§ **WHAT YOU SHOULD DO**: Retype, exactly as they appear below, the lines between the line holding "[pin] metal prep" and the line holding "Target: jeep rear window", both ends included.
(RECORD SET)
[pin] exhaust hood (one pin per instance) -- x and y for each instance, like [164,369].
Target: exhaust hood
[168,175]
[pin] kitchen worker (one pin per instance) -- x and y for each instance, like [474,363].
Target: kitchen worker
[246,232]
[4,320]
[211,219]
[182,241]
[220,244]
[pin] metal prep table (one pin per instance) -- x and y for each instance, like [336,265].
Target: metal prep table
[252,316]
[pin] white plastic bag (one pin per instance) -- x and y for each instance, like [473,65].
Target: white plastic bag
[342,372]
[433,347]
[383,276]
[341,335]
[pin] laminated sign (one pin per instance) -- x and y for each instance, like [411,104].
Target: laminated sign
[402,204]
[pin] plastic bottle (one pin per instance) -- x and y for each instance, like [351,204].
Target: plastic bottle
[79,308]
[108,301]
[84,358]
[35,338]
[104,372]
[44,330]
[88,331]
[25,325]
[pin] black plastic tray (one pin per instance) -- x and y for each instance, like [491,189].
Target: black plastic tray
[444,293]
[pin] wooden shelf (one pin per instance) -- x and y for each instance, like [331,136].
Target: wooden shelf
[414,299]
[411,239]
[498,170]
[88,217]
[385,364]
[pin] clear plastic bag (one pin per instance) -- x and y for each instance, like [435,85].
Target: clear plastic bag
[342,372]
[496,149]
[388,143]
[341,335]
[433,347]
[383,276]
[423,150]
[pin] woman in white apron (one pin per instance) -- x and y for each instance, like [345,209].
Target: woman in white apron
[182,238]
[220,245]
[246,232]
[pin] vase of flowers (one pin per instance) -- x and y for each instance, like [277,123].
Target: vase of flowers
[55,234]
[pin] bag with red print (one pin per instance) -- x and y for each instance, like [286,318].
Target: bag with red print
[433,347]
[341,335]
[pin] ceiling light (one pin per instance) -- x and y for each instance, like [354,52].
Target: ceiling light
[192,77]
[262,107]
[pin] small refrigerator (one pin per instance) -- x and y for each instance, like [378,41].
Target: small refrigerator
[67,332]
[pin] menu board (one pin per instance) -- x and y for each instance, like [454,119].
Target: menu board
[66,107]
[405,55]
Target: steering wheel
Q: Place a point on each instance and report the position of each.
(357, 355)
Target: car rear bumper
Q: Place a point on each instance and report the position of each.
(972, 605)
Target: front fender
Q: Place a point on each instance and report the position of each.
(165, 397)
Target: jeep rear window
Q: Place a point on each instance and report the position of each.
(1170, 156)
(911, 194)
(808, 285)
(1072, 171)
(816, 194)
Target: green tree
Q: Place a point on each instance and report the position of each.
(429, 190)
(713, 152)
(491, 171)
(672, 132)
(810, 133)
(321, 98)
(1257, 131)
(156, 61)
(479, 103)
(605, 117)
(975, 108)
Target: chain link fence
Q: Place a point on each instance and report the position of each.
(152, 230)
(End RECORD SET)
§ **SOLVED PROBLEM**:
[pin] metal prep table (one pin per instance) -- x and y for each instance, like [336,265].
Target: metal prep table
[252,316]
[pin] white plastic bag (one pin per instance) -- x and y for each instance, like [473,65].
Target: white plastic bag
[342,372]
[433,347]
[383,276]
[341,335]
[pin] laminated sign (one pin per instance) -- x and y for each instance, like [411,104].
Target: laminated sign
[402,204]
[pin] plastic bottle (one pin per instance) -- x and y for each instance, like [351,204].
Target: plastic bottle
[79,308]
[108,301]
[84,358]
[35,338]
[104,372]
[44,330]
[88,331]
[25,325]
[pin] black plastic tray (one pin per instance) -- x and y for each instance, like [491,189].
Target: black plastic tray
[444,293]
[pin] wooden shelf (one pin per instance) -- x and y for each instance, like [331,136].
Target: wooden shelf
[414,299]
[411,239]
[498,170]
[88,217]
[385,364]
[pin] clear plastic bag (one pin per instance) -- x and y for each instance, like [435,85].
Target: clear plastic bag
[342,372]
[496,149]
[388,143]
[341,335]
[433,347]
[383,276]
[423,150]
[pin] woman in white apron (one pin per instance) -- x and y for each instance, like [345,209].
Target: woman in white apron
[182,238]
[220,245]
[246,232]
[pin] vase of flowers (one pin per instance) -- x and y for each instance, like [277,123].
Target: vase of flowers
[55,234]
[pin] bag with red print (one pin per instance) -- x and y for each instance, like [286,318].
Target: bag with red print
[433,347]
[341,335]
[pin] ceiling light (one pin per instance) -- x and y for each instance, like [354,52].
Target: ceiling light
[192,77]
[262,107]
[pin] small refrigerator (one pin per instance) -- x and y for each instance, like [378,41].
Target: small refrigerator
[67,332]
[pin] menu board (one pin per instance) -- x and y for each instance, like [454,119].
Target: menu board
[66,107]
[405,55]
Target: steering wheel
Q: Place a point on each instance and report the position of each.
(357, 355)
Target: car rear bumper
Q: Place a point on each instance and report the position of each.
(972, 605)
Target: front fender
Q: Place a point on each instance and report the position of each.
(165, 397)
Target: jeep rear window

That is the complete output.